(Text to read)
== == ==

One or more series of Debt Securities may be sold at a substantial discount
below their stated principal amount, bearing no interest or interest at a rate
that at the time of issuance is below market rates. Federal income tax
consequences and special considerations applicable to any such series will be
described in the Prospectus Supplement relating thereto.
FORM, EXCHANGE, REGISTRATION AND TRANSFER
Debt Securities of a series may be issuable in definitive form solely as
Registered Securities, solely as Bearer Securities or as both Registered
Securities and Bearer Securities. Unless otherwise indicated in the Prospectus
Supplement, Bearer Securities other than Bearer Securities in temporary or
permanent global form will have interest coupons attached. (SECTION 201) The
Indenture also provides that Bearer Securities or Registered Securities of a
series may be issuable in permanent global form. (SECTION 203) See "Permanent
Global Securities."
Registered Securities of any series will be exchangeable for other
Registered Securities of the same series of authorized denominations and of a
like aggregate principal amount, tenor and terms. In addition, if Debt
Securities of any series are issuable as both Registered Securities and Bearer
Securities, at the option of the Holder upon request confirmed in writing, and
subject to the terms of the Indenture, Bearer Securities (with all unmatured
coupons, except as provided below, and all matured coupons in default) of such
series will be exchangeable into Registered Securities of the same series of any
authorized denominations and of a like aggregate principal amount, tenor and
terms. Bearer Securities surrendered in exchange for Registered Securities
between the close of business on a Regular Record Date or a Special Record Date
and the relevant date for payment of interest shall be surrendered without the
coupon relating to such date for payment of interest, and interest will not be
payable in respect of the Registered Security issued in exchange for such Bearer
Security, but will be payable only to the Holder of such coupon when due in
accordance with the terms of the Indenture. Bearer Securities will not be issued
in exchange for Registered Securities. (SECTION 305) Each Bearer Security other
than a temporary global Bearer Security will bear a legend indicating that
certain Holders thereof will be subject to certain limitations under the United
States federal income tax laws.
Debt Securities may be presented for exchange as provided above, and
Registered Securities may be presented for registration of transfer (duly
endorsed or accompanied by a satisfactory written instrument of transfer), at
the office of the Security Registrar or at the office of any transfer agent
designated by the Company for such purpose with respect to such series of Debt
Securities, without service charge and upon payment of any taxes and other
governmental charges. (SECTION 305) If the applicable Prospectus Supplement
refers to any transfer agent (in addition to the Security Registrar) initially
designated by the Company with respect to any series of Debt Securities, the
Company may at any time rescind the designation of any such transfer agent or
approve a change in the location through which any such transfer agent (or
Security Registrar) acts, except that, if Debt Securities of a series are
issuable solely as Registered Securities, the Company will be required to
maintain a transfer agent in each Place of Payment for such series and, if Debt
Securities of a series are issuable as Bearer Securities, the Company will be
required to maintain (in addition
5
<PAGE>
to the Security Registrar) a transfer agent in a Place of Payment for such
series located outside the United States. The Company may at any time designate
additional transfer agents with respect to any series of Debt Securities.

== == ==

(To do) Repeat the debt securities passage from "One or more" up to and including "Supplement relating thereto.". The lines after the debt securities passage are not needed.

(Collected data)
== == ==

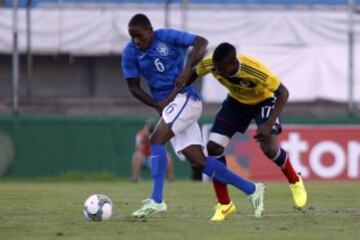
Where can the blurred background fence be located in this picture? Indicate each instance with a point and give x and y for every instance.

== == ==

(Written reply)
One or more series of Debt Securities may be sold at a substantial discount
below their stated principal amount, bearing no interest or interest at a rate
that at the time of issuance is below market rates. Federal income tax
consequences and special considerations applicable to any such series will be
described in the Prospectus Supplement relating thereto.